──────── RAW RECORDS ────────

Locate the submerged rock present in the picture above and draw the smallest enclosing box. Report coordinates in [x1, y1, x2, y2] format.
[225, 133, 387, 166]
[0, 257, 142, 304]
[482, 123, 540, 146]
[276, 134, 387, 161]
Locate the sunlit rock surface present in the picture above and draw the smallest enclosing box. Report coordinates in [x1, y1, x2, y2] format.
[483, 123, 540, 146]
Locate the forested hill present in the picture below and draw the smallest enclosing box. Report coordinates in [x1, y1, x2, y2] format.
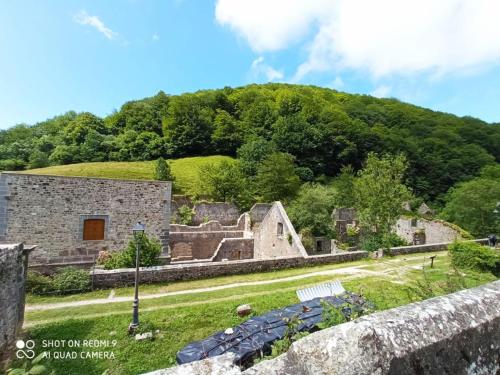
[0, 84, 500, 203]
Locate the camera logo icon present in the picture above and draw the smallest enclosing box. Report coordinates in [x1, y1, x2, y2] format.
[16, 340, 35, 359]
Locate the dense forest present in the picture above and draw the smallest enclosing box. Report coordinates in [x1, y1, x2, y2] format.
[0, 84, 500, 205]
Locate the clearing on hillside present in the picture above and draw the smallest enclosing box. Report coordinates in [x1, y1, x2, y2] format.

────────

EXERCISE TASK: Reproduce the rows above word for word, beginning at the line that contains "Locate the dense" and continuing through the last line of the rows.

COMPLETED EXERCISE:
Locate the dense forest present in the picture above and draw the smallest enclosing box. Report coordinates in [x1, y1, x2, y2] format.
[0, 84, 500, 205]
Locate the clearing on hillside present in the picture above and draw the smallest enclosing box. Report coordinates in [x1, y1, x2, y2] format.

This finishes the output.